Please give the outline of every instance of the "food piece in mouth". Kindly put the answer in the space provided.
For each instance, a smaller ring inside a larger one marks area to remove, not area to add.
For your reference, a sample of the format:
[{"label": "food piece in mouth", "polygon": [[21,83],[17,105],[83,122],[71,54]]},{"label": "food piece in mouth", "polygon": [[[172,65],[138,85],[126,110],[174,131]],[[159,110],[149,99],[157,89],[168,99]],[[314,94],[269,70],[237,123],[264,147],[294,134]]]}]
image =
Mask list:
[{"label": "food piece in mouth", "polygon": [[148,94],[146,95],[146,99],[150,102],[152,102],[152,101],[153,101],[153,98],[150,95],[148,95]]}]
+ + + + +
_Exercise directions_
Put each line of the items above into a Markdown table with the columns n and Line. Number the rows and skip any blank lines.

_Expected output_
| n | Line |
|---|---|
| 1 | Please give the outline of every instance of the "food piece in mouth". Kindly put the answer in the space provided. |
| 2 | For each instance, a smaller ring inside a larger one marks area to remove, not area to add. |
| 3 | For your reference, a sample of the format: |
| 4 | [{"label": "food piece in mouth", "polygon": [[21,83],[17,105],[83,122],[71,54]]},{"label": "food piece in mouth", "polygon": [[[172,65],[138,85],[126,110],[174,131]],[[159,110],[149,99],[157,89],[168,99]],[[314,94],[269,70],[237,123],[264,147],[294,134]]]}] |
| 5 | image = |
| 6 | Mask list: |
| 7 | [{"label": "food piece in mouth", "polygon": [[148,94],[146,95],[146,99],[150,102],[152,102],[152,101],[153,101],[153,98],[150,95],[148,95]]}] |